:: Working data ::
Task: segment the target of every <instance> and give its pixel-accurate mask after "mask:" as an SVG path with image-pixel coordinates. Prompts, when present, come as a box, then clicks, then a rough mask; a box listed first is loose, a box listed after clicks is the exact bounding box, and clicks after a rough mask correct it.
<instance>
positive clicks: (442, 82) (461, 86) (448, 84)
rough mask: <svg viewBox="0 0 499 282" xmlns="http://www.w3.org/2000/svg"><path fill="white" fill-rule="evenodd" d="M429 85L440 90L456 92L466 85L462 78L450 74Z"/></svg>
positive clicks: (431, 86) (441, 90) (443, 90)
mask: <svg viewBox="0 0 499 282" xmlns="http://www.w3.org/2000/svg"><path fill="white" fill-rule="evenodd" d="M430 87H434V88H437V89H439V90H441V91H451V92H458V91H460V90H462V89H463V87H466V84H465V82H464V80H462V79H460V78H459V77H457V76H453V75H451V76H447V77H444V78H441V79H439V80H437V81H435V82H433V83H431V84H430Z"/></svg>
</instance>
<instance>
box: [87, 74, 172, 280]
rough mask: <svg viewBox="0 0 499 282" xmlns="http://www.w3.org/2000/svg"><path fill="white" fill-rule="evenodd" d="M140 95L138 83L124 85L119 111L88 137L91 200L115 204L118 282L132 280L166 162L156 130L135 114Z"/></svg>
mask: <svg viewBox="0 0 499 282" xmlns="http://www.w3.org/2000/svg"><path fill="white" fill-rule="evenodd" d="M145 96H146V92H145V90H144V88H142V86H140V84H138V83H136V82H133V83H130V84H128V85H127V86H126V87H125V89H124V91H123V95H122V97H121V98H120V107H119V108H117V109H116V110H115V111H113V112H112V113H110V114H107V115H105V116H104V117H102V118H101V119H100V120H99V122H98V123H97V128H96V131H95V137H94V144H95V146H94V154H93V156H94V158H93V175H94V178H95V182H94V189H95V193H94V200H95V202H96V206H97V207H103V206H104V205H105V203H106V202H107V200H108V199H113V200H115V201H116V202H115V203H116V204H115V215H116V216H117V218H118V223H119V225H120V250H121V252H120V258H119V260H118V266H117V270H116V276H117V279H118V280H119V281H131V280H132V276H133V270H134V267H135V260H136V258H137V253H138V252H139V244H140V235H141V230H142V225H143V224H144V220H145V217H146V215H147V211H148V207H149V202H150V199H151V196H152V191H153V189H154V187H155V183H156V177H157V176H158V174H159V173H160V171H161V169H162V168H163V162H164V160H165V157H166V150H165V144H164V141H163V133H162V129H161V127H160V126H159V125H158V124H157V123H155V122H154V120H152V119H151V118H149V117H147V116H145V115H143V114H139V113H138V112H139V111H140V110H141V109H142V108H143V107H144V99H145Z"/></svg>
:::
:: Working data ::
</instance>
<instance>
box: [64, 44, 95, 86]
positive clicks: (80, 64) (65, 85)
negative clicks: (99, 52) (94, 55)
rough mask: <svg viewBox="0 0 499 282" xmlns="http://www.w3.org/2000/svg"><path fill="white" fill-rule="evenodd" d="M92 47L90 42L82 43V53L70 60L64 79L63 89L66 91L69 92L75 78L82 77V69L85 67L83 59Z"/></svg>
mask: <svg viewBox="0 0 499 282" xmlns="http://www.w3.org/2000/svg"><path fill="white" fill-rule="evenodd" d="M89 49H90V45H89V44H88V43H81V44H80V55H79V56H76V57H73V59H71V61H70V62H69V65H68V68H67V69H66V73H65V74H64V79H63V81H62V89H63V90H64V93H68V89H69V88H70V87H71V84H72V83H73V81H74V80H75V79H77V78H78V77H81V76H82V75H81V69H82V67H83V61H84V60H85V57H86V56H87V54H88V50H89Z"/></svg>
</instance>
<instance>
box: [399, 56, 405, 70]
:::
:: Working data ::
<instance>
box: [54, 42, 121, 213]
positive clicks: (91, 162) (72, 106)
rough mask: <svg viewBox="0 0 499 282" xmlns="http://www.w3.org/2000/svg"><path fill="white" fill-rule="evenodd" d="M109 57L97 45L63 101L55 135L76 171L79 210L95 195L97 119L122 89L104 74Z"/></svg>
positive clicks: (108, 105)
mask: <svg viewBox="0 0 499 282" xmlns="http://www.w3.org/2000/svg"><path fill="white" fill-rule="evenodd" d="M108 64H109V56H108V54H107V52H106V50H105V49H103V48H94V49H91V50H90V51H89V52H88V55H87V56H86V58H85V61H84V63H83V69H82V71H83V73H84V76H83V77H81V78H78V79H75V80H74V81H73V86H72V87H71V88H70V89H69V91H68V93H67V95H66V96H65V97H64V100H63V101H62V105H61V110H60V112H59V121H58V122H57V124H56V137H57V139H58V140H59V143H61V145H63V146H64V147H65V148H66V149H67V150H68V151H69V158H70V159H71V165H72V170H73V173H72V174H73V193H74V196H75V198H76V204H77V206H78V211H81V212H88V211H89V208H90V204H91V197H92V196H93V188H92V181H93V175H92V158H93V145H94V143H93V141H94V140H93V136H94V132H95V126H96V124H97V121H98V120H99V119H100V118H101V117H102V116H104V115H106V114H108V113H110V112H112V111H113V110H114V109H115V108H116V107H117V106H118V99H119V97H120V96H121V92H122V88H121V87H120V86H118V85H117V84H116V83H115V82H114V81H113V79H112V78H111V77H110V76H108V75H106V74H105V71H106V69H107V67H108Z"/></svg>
:::
▶ **Directive**
Pick out each line of the data above that contains the string "positive". Letter case matters when matching.

▶ **Your response**
positive clicks: (442, 82) (461, 86) (448, 84)
positive clicks: (431, 86) (441, 90) (443, 90)
positive clicks: (80, 64) (65, 85)
positive clicks: (91, 162) (72, 106)
positive clicks: (108, 105)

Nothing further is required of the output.